▶ [TASK DESCRIPTION] Please count the lines in the records below that contain the string "rear" and give only that number.

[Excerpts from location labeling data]
---------------

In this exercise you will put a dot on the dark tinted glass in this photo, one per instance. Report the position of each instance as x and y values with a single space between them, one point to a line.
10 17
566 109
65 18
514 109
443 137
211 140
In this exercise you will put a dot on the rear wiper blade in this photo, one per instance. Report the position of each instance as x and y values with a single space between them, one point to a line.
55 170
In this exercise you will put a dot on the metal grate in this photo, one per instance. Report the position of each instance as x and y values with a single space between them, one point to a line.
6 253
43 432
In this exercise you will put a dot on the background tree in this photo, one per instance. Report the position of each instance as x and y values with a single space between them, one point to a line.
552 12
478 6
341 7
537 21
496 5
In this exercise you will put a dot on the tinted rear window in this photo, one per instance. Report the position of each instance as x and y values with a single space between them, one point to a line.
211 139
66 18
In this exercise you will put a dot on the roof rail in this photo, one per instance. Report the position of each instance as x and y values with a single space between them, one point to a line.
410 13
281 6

---------------

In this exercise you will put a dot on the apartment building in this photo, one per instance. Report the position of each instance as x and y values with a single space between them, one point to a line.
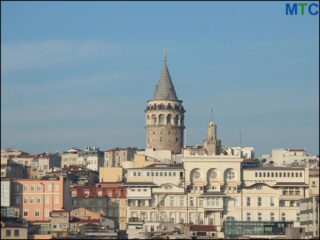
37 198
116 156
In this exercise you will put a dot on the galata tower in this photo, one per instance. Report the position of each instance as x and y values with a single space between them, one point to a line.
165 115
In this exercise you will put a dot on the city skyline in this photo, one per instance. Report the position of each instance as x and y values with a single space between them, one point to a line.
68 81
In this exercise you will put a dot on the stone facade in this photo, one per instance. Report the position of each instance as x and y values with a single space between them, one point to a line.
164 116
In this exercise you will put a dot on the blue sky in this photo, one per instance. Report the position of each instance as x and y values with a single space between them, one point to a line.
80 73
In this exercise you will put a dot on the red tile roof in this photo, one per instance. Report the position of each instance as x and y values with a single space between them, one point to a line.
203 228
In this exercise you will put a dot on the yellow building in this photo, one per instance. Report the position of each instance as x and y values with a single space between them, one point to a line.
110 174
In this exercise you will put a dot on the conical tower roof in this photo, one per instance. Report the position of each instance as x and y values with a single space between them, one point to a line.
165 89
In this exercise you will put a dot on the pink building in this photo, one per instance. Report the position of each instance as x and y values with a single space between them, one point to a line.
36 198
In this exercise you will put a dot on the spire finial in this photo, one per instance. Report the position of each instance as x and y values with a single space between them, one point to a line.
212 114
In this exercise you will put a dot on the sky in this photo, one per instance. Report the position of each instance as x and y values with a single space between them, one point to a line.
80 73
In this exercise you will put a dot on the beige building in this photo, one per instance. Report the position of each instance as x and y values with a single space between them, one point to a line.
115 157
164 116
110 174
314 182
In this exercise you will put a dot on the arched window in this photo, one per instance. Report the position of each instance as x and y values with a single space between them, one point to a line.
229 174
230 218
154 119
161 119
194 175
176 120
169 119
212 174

---------------

▶ [EXERCISE SOLUTION] 2